------ Textausschnitt ------
Ein Herzenswunsch ging für mich in Erfüllung, zu damaliger Zeit war es für mich das Allerschönste, einmal im Hamburger Hafen gewesen zu sein.
Ich hatte an diesen schönen Frühlingstagen sehr viel Zeit und habe mir alles gründlich angesehen, unbeschreiblich die Eindrücke im Vergleich zum Erzgebirge, meiner Heimat, na ja, dort gab es ja auch kein Wasser und somit auch keine Schiffe.
Mir gingen beim Anblick dieser großen Pötte, die hier vorbeifuhren, viele Gedanken durch den Kopf, wo würden diese Schiffe wohl hinfahren, was würde die Mannschaft alles zu sehen bekommen.
Ich sah weinende Frauen, die ihren Männern oder anderen Angehörigen mit Tüchern nachwinkten, wenn diese an den Landungsbrücken vorbeifuhren, ich hatte mehr als ein flaues Gefühl im Magen, wenn ich daran dachte, auch mit so einem Schiff in die weite Welt hinausfahren zu dürfen, aber wie sollte ich so etwas in die Tat umsetzen und wer könnte mir helfen?
Im Moment war jedenfalls richtiges Sightseeing angesagt. Eine Hafenrundfahrt durfte natürlich bei so einem Hamburg-Besuch nicht fehlen, es ging durch alle Hafenbecken mit ihren an den Kais liegenden Schiffen und wieder zurück zu den Landungsbrücken. Abends ging ich dann schon immer sehr früh in mein Quartier dicht beim Hauptbahnhof, denn nachts wollte ich nicht in einer so großen Stadt herumlaufen. Morgens wurde ich immer mit einem guten Frühstück versorgt, danach bin ich sofort auf Entdeckungsreise gegangen, meist zog es mich zum Hafen.
------ Erfasste Daten ------
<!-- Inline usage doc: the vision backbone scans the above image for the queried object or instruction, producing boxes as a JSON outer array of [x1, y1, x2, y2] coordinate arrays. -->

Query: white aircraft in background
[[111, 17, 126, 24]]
------
### Aufgaben bearbeiten:
1. Beantworte diese Fragen zum Textausschnitt:
(a) Welche Gegend wird als Heimat genannt?
(b) In welcher Jahreszeit fand der Besuch in Hamburg statt?
(c) Wo lag das Quartier?
2. Stimmen diese Aussagen mit dem Textausschnitt überein? Antworte jeweils mit Ja oder Nein und zitiere die entscheidende Stelle.
(a) Die Hafenrundfahrt führte durch alle Hafenbecken.
(b) Abends ging es noch lange durch die Stadt.
(c) Im Erzgebirge gab es Schiffe.

### Lösungen je Aufgabe:
1.
(a) Das Erzgebirge.
(b) Im Frühling.
(c) Dicht beim Hauptbahnhof.

2.
(a) Ja: „es ging durch alle Hafenbecken mit ihren an den Kais liegenden Schiffen“
(b) Nein: „Abends ging ich dann schon immer sehr früh in mein Quartier“
(c) Nein: „dort gab es ja auch kein Wasser und somit auch keine Schiffe“